• [WORK TO COMPLETE]
Copy out the lines of material from the one holding "of the black" through the one holding "197, 217, 216, 255", inclusive, substituting "folding chair" for "wooden chair" and leaving everything else unchanged.

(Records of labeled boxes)
===

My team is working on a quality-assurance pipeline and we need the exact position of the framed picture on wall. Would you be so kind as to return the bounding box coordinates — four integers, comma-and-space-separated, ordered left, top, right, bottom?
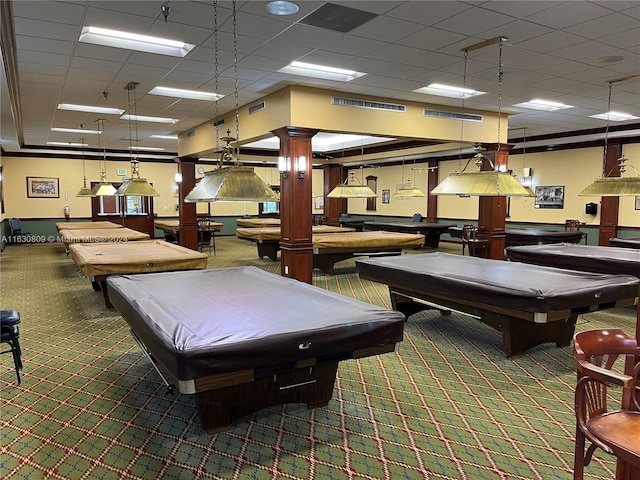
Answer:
27, 177, 60, 198
535, 185, 564, 208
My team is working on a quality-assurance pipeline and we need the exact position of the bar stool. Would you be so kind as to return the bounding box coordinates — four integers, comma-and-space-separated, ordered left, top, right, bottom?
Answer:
0, 310, 22, 385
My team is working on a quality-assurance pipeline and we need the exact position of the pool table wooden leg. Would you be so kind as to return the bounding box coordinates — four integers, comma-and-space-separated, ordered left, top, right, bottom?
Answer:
196, 361, 338, 433
258, 242, 280, 262
482, 312, 577, 358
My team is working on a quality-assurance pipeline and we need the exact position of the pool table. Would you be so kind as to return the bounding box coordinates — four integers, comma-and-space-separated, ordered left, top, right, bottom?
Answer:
56, 222, 122, 231
107, 267, 405, 432
507, 243, 640, 277
356, 253, 638, 358
236, 218, 280, 228
60, 227, 149, 248
449, 227, 584, 247
153, 220, 224, 243
609, 237, 640, 250
364, 222, 455, 248
236, 225, 354, 262
313, 231, 424, 275
69, 240, 209, 308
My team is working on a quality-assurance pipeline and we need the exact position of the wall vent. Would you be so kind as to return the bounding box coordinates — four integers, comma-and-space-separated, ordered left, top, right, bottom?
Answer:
249, 100, 267, 115
422, 108, 483, 122
331, 97, 407, 112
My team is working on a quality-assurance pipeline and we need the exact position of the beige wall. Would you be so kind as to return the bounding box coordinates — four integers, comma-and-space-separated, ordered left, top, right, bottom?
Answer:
2, 144, 640, 227
2, 156, 323, 218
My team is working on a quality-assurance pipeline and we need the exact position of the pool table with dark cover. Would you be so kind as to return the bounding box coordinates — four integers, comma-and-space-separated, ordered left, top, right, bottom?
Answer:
107, 267, 405, 432
364, 222, 455, 248
507, 243, 640, 277
609, 237, 640, 250
356, 253, 638, 357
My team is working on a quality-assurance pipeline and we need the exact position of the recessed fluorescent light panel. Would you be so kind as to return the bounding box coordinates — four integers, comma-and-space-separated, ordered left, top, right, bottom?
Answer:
245, 132, 395, 152
414, 83, 487, 98
129, 147, 164, 152
278, 62, 366, 82
149, 87, 224, 102
51, 127, 102, 135
589, 112, 640, 122
151, 135, 178, 140
120, 114, 178, 123
264, 0, 300, 15
514, 99, 573, 112
47, 142, 88, 147
79, 26, 195, 57
58, 103, 124, 115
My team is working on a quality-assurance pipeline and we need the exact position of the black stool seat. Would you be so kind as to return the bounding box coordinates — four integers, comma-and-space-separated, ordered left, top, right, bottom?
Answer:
0, 310, 22, 385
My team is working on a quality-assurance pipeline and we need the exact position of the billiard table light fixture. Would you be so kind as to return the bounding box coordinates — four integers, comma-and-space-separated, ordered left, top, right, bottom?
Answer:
578, 79, 640, 197
327, 170, 378, 198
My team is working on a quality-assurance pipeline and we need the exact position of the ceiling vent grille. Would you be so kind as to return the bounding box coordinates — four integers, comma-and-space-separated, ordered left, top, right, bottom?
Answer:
249, 100, 267, 115
422, 108, 483, 122
331, 97, 407, 113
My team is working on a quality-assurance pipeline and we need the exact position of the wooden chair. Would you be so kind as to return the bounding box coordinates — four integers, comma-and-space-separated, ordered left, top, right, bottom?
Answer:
564, 219, 588, 245
573, 329, 640, 480
0, 310, 22, 385
462, 225, 489, 257
197, 217, 216, 255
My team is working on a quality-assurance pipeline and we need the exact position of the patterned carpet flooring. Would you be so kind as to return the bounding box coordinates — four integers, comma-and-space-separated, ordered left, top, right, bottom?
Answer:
0, 237, 635, 480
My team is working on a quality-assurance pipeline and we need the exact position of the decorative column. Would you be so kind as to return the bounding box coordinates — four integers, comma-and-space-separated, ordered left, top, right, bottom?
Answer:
177, 157, 198, 250
598, 140, 622, 246
478, 143, 513, 260
271, 127, 318, 284
427, 160, 438, 223
322, 165, 347, 225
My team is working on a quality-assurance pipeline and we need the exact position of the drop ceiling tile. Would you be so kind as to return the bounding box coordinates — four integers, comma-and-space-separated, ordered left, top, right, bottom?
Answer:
16, 35, 74, 55
434, 7, 513, 35
322, 34, 386, 56
527, 2, 611, 29
396, 28, 467, 51
12, 1, 84, 25
518, 31, 584, 53
254, 37, 313, 63
351, 17, 423, 42
565, 13, 640, 41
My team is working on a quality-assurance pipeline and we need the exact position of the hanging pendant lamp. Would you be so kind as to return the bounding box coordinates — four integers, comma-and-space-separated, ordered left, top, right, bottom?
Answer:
184, 0, 280, 203
90, 118, 116, 197
76, 133, 92, 197
116, 82, 160, 197
430, 37, 534, 197
578, 75, 640, 197
327, 137, 378, 198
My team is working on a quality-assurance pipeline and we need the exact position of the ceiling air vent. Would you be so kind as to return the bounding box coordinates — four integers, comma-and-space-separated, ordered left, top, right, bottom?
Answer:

===

• [OUTPUT FOR THIS EXERCISE]
My team is working on a quality-assurance pipeline and we need the exact position of the black stool seat. Would you be so kind as to return the bounding box coordinates — four integers, comma-and-space-separated, ordered left, top, right, bottom?
Answer:
0, 310, 22, 385
My team is working on a quality-assurance pipeline and we need the exact position of the billiard table light fixture. Would you be so kind as to return the bounding box coordinates — four integers, comma-and-space-separated, ordered left, top, right, bottom?
Answer:
578, 79, 640, 197
327, 170, 378, 198
My team is working on a quality-assurance pipeline and we need the exact position of the ceiling vent grille. Would you be so kind as to return the bounding box coordinates — four integers, comma-and-space-separated, ordered left, top, right, bottom?
Answer:
249, 100, 267, 115
422, 108, 483, 122
331, 97, 407, 113
My team is working on a quality-assurance pipeline and we need the exact position of the folding chair. Would you be so kind as to return the bounding box coordinates — four integers, comma-and-space-separated, ordered left, top, right, bottom?
Answer:
564, 219, 588, 245
573, 329, 640, 480
0, 310, 22, 385
462, 225, 489, 257
197, 217, 216, 255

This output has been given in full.